## Extrait étudié
╔══
Serbie. Le président et les réseaux criminels

Le président qui «met en musique» la Serbie

Par Stéphane Surprenant (traduction)

«Vous m’étranglez… Vous m’étranglez! Je n’ai rien fait!», crie un jeune manifestant anti-Vucic, alors qu’un groupe de baraqués le traîne par le cou. Les mêmes se tournent alors vers une journaliste de Danas, qui essaie d’interviewer un homme âgé tenant une pancarte hostile au gouvernement: «Arrêtez de prendre des photos ou je saisis votre téléphone», ordonne l’un des individus, avant d’emmener la journaliste à l’écart. Un homme tient un photographe par le cou, tandis qu’un autre lui retient les bras pour l’empêcher de prendre des photos des manifestants…

Après ces incidents, le Président Alexandar Vucic [Parti progressiste serbe (SNS), président de la République depuis mai 2017; président du gouvernement de la Serbie de 2014 à 2017; et antérieurement avait été un ministre de l’information très qualifié pour fermer des chaînes de TV] a d’abord présenté ses excuses, puis il a justifié ces violences, arguant que ces hommes avaient assuré la sécurité [1].
╚══
## Données fournies
╔══
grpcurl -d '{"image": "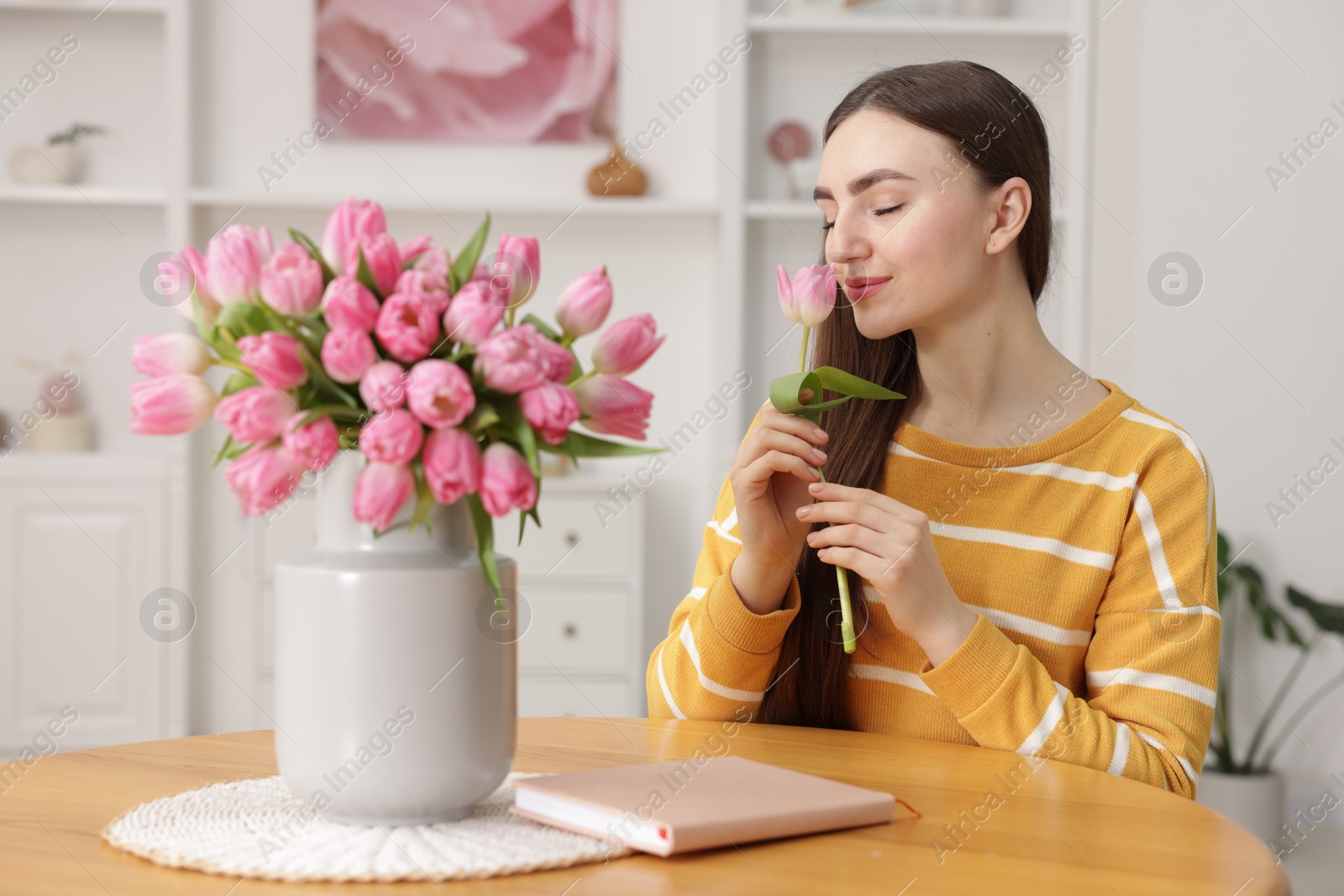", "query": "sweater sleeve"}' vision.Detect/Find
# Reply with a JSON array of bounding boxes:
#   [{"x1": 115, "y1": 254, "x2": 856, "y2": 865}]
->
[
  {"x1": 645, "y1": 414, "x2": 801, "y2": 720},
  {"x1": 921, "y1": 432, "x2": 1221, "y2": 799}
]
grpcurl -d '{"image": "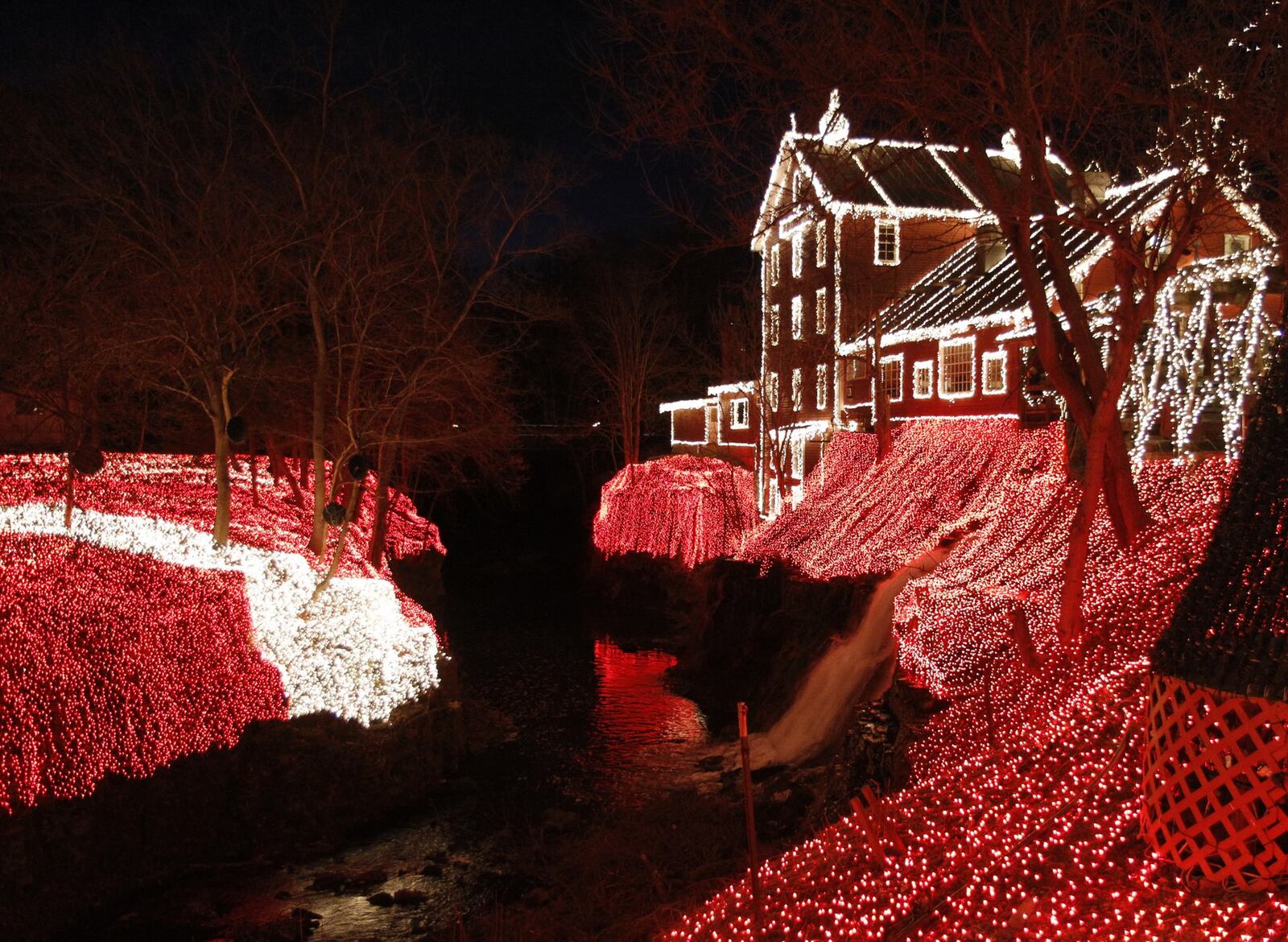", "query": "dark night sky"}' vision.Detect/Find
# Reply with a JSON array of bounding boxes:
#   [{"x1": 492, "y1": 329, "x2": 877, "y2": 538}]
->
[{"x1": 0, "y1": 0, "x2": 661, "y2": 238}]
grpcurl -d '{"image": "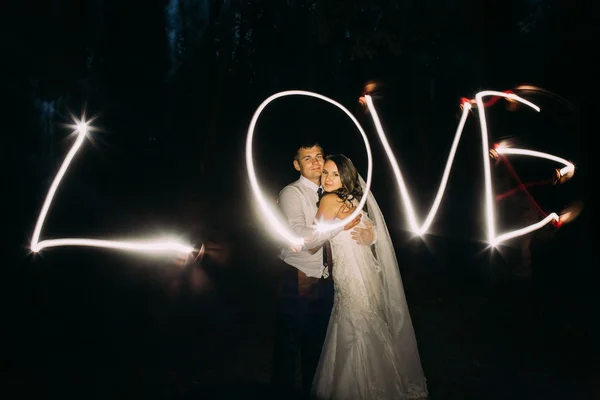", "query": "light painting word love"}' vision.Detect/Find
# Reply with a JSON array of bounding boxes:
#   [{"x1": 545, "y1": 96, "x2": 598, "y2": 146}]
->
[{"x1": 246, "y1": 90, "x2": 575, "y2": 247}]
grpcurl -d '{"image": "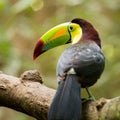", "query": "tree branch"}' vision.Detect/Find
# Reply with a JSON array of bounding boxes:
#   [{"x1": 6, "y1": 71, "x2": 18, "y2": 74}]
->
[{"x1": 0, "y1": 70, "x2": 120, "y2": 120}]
╚══
## Consigne
Résumez en deux phrases l'extrait consacré au président serbe et aux violences visant des manifestants.

## Corrigé
Des hommes baraqués traînent par le cou un jeune manifestant anti-Vucic, menacent de saisir le téléphone d'une journaliste de Danas avant de l'emmener à l'écart et immobilisent un photographe pour l'empêcher de photographier les manifestants. Après ces incidents, le président Alexandar Vucic a d'abord présenté ses excuses, puis il a justifié ces violences en affirmant que ces hommes avaient assuré la sécurité.